§ Lista de tareas:
A – Cambie en el artículo sobre el trauma infantil el pasaje que va desde "La relación entre" hasta "comprensión del trauma.", sustituyendo "legado" por "aporte".
B – De acuerdo con el artículo sobre el trauma infantil, ¿desde qué país fue adoptada Luda Merino?
C – Indique si cada afirmación coincide con el artículo sobre el trauma infantil: (i) Alice Miller era psicoanalista. (ii) Luda Merino dio a conocer su testimonio primero en un libro. (iii) La disociación figura entre las estrategias más extremas del psiquismo para sobrevivir al trauma.

§ Sección del documento:
──────────

El abandono como una herida invisible: los efectos del trauma infantil en la vida adultaPor Lic. Sonia Almada

La relación entre el trauma y el dolor ha sido objeto de estudio desde diversas perspectivas. Pero pocas han logrado captar con tanta precisión su impacto en la vida de los sobrevivientes, como lo hizo Alice Miller, una psicóloga, psicoanalista y filósofa polaco-suiza (1923-2010).

Su teoría sobre la represión del dolor infantil y la desconexión emocional como mecanismos de supervivencia, desarrollada en sus investigaciones sobre el maltrato en la infancia, ha dejado un legado fundamental en la comprensión del trauma.

En los primeros años de vida, cuando la dependencia del otro es absoluta, padecer un trauma implica un “derrumbe” que impide que se efectúen operaciones fundamentales para el psiquismo. Este derrumbe también conlleva una pérdida de confianza en el ambiente y en quienes deberían cuidar. Estas fallas tempranas producen fracturas en la continuidad del ser.

La disociación es una de las estrategias más extremas del psiquismo para sobrevivir al trauma. Cuando un niño es víctima de negligencia, abuso o abandono, puede llegar a desconectarse de su propio cuerpo para no sentir el dolor emocional ni físico. Por ejemplo, cuando un bebé llora y no recibe respuesta, aprende que el dolor no tiene sentido y, en consecuencia, lo suprime.

La teoría Miller ha trazado un camino en la comprensión del trauma y los resultados de sus estudios, publicados en varias de sus obras, encuentran un poderoso correlato en la historia de Luda Merino, quien primero compartió su testimonio a través de hilos en Twitter/X y luego lo plasmó en su libro “No lo entenderías: mi historia de adopción (Aguilar, 2024)”.

“¿Os imagináis caeros por las escaleras o abriros la ceja y que no os duela? Así fue mi vida durante cerca de 15 años. Hoy os voy a contar cómo ser adoptada hizo que dejase de sentir dolor físico durante tanto tiempo y cómo era vivir sin sentir”, relató.

Luda fue adoptada internacionalmente desde Rusia a España, y en su testimonio relata cómo su cuerpo dejó de sentir dolor como respuesta a la indiferencia de su entorno temprano.

──────────

§ Información mostrada:
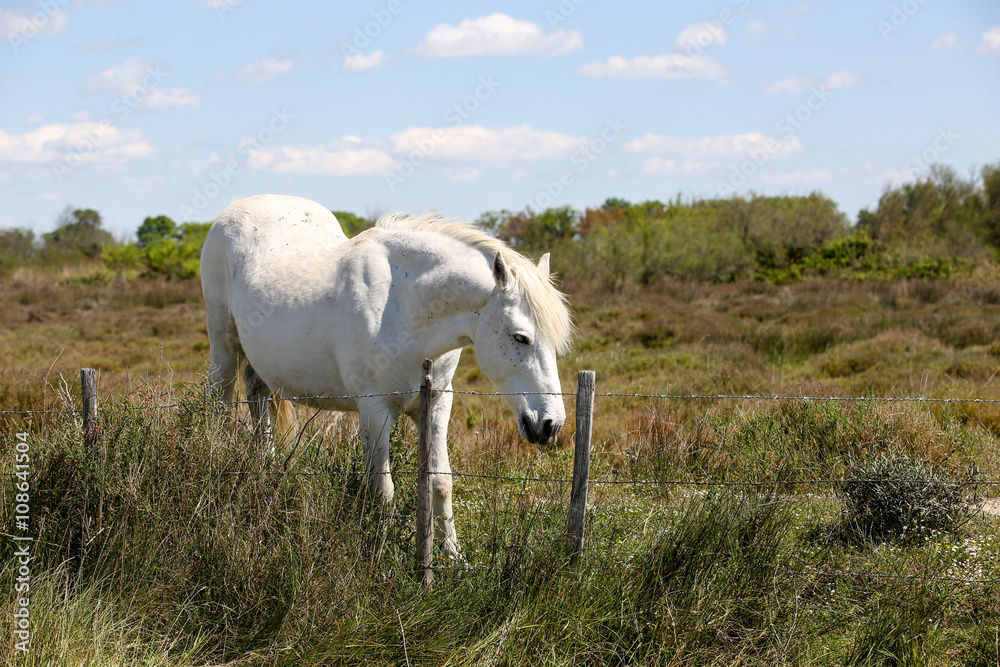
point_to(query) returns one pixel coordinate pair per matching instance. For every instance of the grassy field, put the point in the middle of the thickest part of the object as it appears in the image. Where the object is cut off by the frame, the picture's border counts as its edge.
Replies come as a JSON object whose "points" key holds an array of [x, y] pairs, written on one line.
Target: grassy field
{"points": [[201, 550]]}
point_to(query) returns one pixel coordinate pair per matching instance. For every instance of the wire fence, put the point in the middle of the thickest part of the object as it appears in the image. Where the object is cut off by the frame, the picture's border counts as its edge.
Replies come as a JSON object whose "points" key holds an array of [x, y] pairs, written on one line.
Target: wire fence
{"points": [[667, 397], [522, 479]]}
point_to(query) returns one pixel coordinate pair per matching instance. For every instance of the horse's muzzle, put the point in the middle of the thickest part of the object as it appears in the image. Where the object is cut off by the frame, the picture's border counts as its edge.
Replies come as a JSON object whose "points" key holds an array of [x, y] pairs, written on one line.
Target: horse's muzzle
{"points": [[540, 432]]}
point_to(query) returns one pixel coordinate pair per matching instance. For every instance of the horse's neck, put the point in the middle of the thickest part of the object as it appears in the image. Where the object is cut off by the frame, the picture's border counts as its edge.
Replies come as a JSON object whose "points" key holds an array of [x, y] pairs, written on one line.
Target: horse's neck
{"points": [[441, 290]]}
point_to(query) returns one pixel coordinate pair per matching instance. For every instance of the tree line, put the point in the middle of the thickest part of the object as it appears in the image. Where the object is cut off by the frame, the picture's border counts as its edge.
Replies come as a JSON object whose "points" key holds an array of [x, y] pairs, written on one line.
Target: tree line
{"points": [[928, 228]]}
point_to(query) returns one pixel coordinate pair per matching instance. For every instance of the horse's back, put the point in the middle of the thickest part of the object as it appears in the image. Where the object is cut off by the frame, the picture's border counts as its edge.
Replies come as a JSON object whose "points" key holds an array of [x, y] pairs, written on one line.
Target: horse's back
{"points": [[275, 221]]}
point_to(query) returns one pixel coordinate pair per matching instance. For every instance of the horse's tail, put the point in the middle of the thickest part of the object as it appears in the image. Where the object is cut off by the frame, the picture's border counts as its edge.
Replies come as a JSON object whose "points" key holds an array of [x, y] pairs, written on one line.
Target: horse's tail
{"points": [[284, 416]]}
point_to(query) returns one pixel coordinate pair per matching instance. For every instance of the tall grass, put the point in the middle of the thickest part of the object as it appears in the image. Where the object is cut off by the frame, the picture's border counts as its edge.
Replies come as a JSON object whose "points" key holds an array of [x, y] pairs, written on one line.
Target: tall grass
{"points": [[186, 543]]}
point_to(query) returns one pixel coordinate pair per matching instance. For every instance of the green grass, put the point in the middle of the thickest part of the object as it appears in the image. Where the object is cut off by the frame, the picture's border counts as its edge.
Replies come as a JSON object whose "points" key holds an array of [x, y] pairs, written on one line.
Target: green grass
{"points": [[288, 562], [207, 552]]}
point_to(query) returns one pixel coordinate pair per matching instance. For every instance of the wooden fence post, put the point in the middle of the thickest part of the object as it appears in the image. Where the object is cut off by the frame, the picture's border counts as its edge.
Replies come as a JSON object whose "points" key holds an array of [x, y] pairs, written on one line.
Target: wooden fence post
{"points": [[425, 518], [88, 390], [586, 381]]}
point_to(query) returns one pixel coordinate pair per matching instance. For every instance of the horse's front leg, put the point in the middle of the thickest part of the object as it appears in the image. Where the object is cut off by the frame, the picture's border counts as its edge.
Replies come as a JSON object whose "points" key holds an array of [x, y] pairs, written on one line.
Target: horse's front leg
{"points": [[441, 482], [375, 424]]}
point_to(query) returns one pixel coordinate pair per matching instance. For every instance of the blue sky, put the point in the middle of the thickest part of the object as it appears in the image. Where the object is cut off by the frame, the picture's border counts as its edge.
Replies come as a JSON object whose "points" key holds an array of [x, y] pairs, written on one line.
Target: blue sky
{"points": [[155, 108]]}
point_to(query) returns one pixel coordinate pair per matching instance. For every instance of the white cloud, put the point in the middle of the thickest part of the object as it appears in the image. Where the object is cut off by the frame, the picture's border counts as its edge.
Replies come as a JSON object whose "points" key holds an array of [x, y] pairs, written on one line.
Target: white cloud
{"points": [[658, 165], [361, 61], [495, 34], [666, 66], [799, 176], [484, 144], [470, 174], [26, 24], [720, 147], [700, 35], [756, 28], [797, 84], [138, 82], [690, 64], [90, 142], [990, 43], [172, 98], [840, 79], [948, 41], [122, 77], [894, 177], [339, 158], [793, 84], [259, 71]]}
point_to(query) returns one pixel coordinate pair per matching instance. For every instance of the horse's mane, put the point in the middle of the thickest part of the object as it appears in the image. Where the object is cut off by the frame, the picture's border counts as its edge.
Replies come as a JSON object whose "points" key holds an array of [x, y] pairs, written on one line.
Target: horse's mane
{"points": [[547, 304]]}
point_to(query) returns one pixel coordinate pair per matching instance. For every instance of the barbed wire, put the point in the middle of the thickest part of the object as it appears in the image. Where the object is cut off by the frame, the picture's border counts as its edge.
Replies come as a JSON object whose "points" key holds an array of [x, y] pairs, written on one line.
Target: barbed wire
{"points": [[672, 397]]}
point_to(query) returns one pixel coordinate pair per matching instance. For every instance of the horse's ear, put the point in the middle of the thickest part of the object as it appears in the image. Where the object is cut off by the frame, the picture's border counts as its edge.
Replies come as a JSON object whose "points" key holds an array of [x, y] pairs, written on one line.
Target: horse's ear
{"points": [[543, 264], [500, 272]]}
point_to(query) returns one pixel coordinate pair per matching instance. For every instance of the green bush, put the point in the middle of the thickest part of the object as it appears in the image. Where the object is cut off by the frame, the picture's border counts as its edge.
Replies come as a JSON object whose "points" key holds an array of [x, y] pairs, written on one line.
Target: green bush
{"points": [[123, 257], [899, 496]]}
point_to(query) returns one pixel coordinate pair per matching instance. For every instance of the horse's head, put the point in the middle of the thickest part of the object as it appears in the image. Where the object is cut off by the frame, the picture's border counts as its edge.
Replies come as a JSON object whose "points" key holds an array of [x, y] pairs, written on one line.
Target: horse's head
{"points": [[517, 353]]}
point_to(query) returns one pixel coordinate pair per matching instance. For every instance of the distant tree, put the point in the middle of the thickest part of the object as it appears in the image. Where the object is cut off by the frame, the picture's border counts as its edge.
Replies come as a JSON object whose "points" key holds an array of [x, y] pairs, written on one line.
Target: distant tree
{"points": [[80, 231], [17, 243], [615, 202], [154, 229], [351, 223]]}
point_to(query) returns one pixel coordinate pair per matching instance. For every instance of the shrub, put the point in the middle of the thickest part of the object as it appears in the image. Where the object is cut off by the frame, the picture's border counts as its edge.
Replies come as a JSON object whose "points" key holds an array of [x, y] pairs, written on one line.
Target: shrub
{"points": [[888, 496]]}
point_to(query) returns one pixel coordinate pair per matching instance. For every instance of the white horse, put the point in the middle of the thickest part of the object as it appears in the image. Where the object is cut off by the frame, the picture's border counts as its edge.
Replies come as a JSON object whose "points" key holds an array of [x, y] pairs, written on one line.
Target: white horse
{"points": [[351, 321]]}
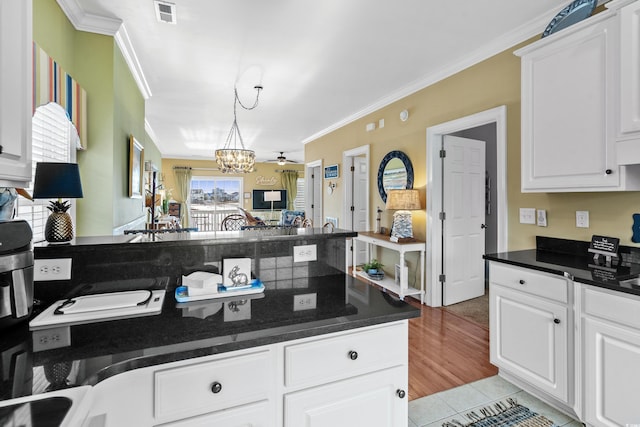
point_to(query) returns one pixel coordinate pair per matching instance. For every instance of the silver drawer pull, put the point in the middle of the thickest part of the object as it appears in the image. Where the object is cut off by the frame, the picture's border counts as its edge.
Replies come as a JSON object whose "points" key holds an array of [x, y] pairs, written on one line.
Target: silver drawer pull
{"points": [[216, 387]]}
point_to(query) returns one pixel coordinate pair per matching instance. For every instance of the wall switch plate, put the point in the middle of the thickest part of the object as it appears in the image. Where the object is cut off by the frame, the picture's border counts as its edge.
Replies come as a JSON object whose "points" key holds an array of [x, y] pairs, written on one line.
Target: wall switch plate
{"points": [[47, 339], [582, 219], [52, 269], [305, 253], [305, 302], [527, 215], [541, 218]]}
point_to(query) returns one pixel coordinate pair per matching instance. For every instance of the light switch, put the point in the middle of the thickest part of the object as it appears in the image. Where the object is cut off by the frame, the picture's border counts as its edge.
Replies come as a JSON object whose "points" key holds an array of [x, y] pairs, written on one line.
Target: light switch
{"points": [[582, 219], [542, 218], [527, 215]]}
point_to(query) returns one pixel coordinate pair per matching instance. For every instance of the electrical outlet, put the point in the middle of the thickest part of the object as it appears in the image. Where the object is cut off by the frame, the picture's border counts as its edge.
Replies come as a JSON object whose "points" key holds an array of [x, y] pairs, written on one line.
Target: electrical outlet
{"points": [[52, 269], [582, 219], [47, 339], [305, 302], [305, 253]]}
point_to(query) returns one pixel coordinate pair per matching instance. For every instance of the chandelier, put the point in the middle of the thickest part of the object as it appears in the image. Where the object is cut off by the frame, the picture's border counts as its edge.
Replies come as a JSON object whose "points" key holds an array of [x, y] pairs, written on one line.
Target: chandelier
{"points": [[234, 157]]}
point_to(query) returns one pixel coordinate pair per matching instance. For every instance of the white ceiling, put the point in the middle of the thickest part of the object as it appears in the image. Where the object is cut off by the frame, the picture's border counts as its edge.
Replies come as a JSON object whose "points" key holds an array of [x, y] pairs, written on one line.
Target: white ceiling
{"points": [[322, 63]]}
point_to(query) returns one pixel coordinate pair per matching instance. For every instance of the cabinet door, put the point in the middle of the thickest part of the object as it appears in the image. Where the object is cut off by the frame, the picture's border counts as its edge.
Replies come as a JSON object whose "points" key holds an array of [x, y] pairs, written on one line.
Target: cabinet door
{"points": [[371, 400], [612, 374], [630, 70], [529, 339], [566, 89], [15, 92]]}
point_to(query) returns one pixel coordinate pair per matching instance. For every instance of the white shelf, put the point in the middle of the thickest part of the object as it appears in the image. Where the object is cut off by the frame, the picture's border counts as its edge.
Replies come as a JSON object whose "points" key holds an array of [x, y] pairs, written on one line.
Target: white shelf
{"points": [[402, 248], [390, 285]]}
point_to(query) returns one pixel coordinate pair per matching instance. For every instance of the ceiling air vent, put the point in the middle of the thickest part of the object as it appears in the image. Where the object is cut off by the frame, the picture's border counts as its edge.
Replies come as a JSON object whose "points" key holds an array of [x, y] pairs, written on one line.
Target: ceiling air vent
{"points": [[165, 12]]}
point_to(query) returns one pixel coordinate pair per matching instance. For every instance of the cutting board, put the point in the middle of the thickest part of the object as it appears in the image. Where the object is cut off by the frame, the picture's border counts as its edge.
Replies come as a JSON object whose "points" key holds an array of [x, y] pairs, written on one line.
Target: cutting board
{"points": [[108, 301]]}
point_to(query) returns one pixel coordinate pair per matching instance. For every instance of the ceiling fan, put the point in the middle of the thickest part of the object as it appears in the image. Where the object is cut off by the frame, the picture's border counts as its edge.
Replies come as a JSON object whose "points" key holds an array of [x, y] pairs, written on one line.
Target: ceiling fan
{"points": [[282, 160]]}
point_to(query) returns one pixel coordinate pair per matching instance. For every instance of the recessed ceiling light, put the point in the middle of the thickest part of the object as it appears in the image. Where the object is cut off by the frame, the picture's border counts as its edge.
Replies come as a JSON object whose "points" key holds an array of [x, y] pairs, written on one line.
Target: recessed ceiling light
{"points": [[165, 12]]}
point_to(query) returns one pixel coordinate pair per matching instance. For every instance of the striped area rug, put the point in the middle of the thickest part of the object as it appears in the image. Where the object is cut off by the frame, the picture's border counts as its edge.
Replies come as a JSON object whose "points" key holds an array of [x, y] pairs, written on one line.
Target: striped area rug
{"points": [[507, 414]]}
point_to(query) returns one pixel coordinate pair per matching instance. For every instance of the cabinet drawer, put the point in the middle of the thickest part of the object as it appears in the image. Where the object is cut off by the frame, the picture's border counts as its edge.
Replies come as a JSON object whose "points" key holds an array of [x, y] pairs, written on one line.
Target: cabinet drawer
{"points": [[534, 282], [254, 415], [346, 355], [617, 307], [188, 390]]}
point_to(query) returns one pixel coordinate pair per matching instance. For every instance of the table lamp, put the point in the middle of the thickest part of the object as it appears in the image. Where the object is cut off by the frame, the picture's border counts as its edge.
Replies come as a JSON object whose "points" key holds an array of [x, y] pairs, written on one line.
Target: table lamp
{"points": [[57, 180], [272, 196], [402, 201]]}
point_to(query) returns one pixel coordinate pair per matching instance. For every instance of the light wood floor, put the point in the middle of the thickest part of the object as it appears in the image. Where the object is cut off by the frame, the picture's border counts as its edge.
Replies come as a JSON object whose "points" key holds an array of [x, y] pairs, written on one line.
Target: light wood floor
{"points": [[445, 351]]}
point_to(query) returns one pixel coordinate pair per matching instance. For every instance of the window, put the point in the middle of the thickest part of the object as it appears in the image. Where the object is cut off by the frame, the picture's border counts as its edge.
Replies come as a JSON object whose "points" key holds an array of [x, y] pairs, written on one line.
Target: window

──────────

§ Respuestas:
A –
La relación entre el trauma y el dolor ha sido objeto de estudio desde diversas perspectivas. Pero pocas han logrado captar con tanta precisión su impacto en la vida de los sobrevivientes, como lo hizo Alice Miller, una psicóloga, psicoanalista y filósofa polaco-suiza (1923-2010).

Su teoría sobre la represión del dolor infantil y la desconexión emocional como mecanismos de supervivencia, desarrollada en sus investigaciones sobre el maltrato en la infancia, ha dejado un aporte fundamental en la comprensión del trauma.

B – Desde Rusia.

C –
(i) Sí: "una psicóloga, psicoanalista y filósofa polaco-suiza".
(ii) No: "primero compartió su testimonio a través de hilos en Twitter/X y luego lo plasmó en su libro".
(iii) Sí: "La disociación es una de las estrategias más extremas del psiquismo para sobrevivir al trauma".